■ **Problema proposto 1**
Transcreva, do trecho sobre o aquecimento global e as espécies do Brasil, a parte que começa nas palavras "Muitas criaturas únicas" e termina em "climática, alertaram cientistas.".

Muitas criaturas únicas do Brasil, de um minúsculo sapo laranja ao macaco sauá, poderão enfrentar um futuro sombrio se o aquecimento global superar as metas de temperatura estabelecidas em 2015 no Acordo de Paris sobre a mudança climática, alertaram cientistas.

Mesmo que as temperaturas sejam posteriormente reduzidas abaixo dos limites de 1,5°C a 2°C de aquecimento —sugando o carbono do ar, por exemplo—, os danos seriam irreversíveis, segundo estudo publicado nesta semana.

À medida que as emissões continuam aumentando rapidamente na direção desses limites —e faltam ações climáticas—, "cenários de superação" estão sendo considerados, disse Andreas Meyer, coautor do relatório da Universidade da Cidade do Cabo (UCT) e do University College London (UCL).

Pai e filho andam de barco a remo no rio Amazonas
Segundo os especialistas, a bacia amazônica perdeu cerca de um quinto de suas florestas originais e corre mais risco com o aquecimento global excessivo - Pedro Ladeira/Folhapress

Seria tipicamente um período de aquecimento excessivo com duração de várias décadas e uso de tecnologia de "remoção de dióxido de carbono" —ainda não totalmente desenvolvida ou possível em escala— para tentar reverter os perigosos aumentos de temperatura até 2100, afirmou o estudo.

■ **Problema proposto 2**
Extraia dos registros, sem nenhuma alteração, as linhas que vão da que contém "For every instance of the dry" até a que contém "[[95, 344]]", incluindo as duas.

(Rótulos de pontos dos objetos)
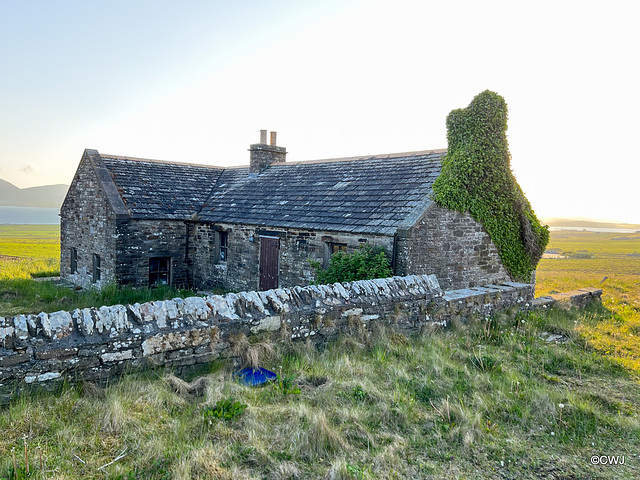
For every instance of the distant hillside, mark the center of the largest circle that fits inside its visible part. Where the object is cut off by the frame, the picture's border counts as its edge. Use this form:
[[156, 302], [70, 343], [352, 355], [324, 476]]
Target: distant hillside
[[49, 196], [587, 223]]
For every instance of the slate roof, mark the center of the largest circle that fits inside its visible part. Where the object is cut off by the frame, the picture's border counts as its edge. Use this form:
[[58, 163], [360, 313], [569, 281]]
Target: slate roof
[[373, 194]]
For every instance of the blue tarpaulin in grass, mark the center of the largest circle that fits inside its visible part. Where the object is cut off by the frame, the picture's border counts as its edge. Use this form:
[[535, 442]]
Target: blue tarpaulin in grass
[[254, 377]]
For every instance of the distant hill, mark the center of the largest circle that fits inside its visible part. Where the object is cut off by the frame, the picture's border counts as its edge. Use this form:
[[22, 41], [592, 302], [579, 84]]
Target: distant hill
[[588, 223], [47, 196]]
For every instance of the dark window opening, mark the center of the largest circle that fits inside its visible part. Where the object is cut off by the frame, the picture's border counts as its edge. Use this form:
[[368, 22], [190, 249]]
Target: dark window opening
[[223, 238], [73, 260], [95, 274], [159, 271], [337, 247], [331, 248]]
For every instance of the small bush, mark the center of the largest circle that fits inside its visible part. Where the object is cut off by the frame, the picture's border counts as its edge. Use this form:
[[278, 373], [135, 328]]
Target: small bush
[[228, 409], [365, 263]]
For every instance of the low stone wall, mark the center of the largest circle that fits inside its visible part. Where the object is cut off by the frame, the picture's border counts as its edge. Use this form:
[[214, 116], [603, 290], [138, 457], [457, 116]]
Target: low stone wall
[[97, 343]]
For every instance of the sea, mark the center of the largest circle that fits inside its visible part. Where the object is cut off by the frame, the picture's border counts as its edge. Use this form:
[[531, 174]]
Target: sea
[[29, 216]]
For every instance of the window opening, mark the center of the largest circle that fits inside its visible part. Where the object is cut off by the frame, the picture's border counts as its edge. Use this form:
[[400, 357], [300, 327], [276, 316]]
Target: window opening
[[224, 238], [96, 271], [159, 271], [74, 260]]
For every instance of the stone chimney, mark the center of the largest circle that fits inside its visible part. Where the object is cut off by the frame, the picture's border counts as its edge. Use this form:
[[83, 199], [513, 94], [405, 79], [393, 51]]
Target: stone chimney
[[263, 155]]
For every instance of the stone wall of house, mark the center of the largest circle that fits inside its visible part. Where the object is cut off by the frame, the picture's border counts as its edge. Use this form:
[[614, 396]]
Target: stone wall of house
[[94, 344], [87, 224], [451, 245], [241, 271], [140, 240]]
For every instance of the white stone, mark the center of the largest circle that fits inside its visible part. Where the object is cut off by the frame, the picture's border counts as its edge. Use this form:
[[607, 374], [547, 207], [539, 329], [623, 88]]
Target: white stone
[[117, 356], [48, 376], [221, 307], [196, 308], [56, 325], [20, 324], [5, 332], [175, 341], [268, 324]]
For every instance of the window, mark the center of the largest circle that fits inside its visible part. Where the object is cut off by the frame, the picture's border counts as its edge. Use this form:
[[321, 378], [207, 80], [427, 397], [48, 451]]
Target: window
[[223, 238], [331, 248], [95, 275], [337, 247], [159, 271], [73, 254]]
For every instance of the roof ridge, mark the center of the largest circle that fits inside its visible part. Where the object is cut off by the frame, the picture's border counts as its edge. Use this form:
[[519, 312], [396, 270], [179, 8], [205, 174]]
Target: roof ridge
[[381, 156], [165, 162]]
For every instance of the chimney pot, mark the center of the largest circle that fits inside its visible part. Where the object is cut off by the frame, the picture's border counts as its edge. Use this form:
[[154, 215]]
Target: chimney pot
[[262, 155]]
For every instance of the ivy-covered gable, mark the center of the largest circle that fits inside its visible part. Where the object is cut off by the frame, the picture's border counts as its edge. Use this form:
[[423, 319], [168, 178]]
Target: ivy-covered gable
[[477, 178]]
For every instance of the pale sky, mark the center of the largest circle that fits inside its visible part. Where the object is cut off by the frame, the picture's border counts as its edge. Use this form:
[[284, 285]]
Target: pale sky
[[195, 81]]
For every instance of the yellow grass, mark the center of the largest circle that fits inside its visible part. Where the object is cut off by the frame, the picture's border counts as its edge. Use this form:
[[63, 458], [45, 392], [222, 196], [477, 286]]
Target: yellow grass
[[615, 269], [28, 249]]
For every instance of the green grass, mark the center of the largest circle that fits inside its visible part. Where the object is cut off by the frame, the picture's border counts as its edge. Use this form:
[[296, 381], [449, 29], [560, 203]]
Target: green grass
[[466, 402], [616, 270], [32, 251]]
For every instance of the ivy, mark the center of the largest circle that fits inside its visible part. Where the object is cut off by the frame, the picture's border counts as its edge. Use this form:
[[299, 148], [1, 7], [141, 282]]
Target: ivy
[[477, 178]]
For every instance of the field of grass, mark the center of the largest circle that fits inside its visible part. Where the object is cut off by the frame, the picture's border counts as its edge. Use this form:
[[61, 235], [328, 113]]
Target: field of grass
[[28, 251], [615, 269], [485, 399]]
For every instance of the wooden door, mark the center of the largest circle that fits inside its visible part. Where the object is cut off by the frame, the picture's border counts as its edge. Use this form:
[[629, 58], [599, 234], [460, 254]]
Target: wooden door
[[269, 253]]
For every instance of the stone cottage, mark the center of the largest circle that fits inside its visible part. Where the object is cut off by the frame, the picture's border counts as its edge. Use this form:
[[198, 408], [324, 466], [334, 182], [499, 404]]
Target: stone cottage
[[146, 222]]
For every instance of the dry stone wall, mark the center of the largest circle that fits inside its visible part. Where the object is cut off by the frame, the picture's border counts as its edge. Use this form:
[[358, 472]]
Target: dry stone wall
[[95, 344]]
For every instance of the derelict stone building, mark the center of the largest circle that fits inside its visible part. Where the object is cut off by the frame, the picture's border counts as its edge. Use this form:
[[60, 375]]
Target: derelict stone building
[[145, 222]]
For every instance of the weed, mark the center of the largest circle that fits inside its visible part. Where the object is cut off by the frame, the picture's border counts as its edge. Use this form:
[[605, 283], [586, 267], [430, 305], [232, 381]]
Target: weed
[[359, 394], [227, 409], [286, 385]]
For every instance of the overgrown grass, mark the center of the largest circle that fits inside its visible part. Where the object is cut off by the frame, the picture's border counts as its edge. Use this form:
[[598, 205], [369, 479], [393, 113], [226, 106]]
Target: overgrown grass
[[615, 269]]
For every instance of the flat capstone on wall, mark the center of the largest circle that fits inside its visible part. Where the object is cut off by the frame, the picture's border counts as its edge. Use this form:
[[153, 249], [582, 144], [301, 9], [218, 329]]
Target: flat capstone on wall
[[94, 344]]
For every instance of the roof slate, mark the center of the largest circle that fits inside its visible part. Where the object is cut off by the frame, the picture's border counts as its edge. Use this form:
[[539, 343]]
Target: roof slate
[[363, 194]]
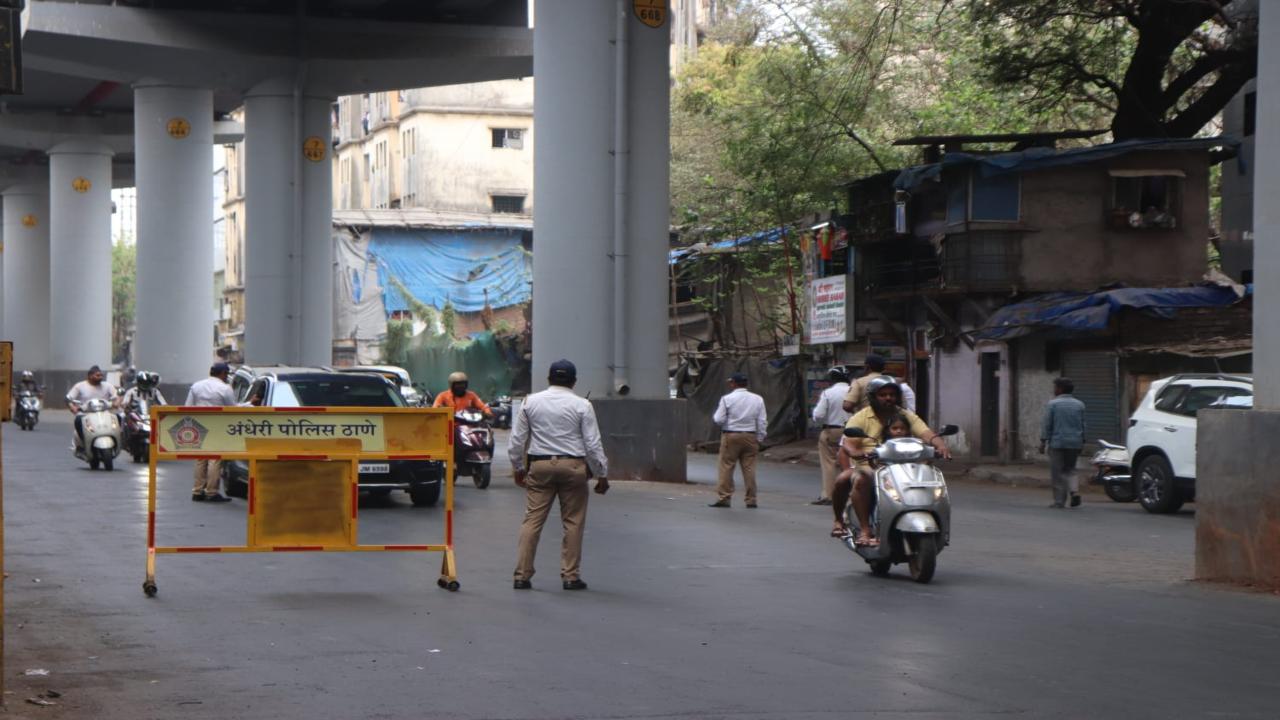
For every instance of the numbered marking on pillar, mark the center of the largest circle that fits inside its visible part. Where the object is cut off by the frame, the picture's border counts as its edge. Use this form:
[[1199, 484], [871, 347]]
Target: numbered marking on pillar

■ **Resposta do exercício 1**
Muitas criaturas únicas do Brasil, de um minúsculo sapo laranja ao macaco sauá, poderão enfrentar um futuro sombrio se o aquecimento global superar as metas de temperatura estabelecidas em 2015 no Acordo de Paris sobre a mudança climática, alertaram cientistas.

■ **Resposta do exercício 2**
For every instance of the dry stone wall, mark the center of the largest circle that fits inside its visible part. Where the object is cut off by the frame, the picture's border counts as its edge. Use this form:
[[358, 472]]
Target: dry stone wall
[[95, 344]]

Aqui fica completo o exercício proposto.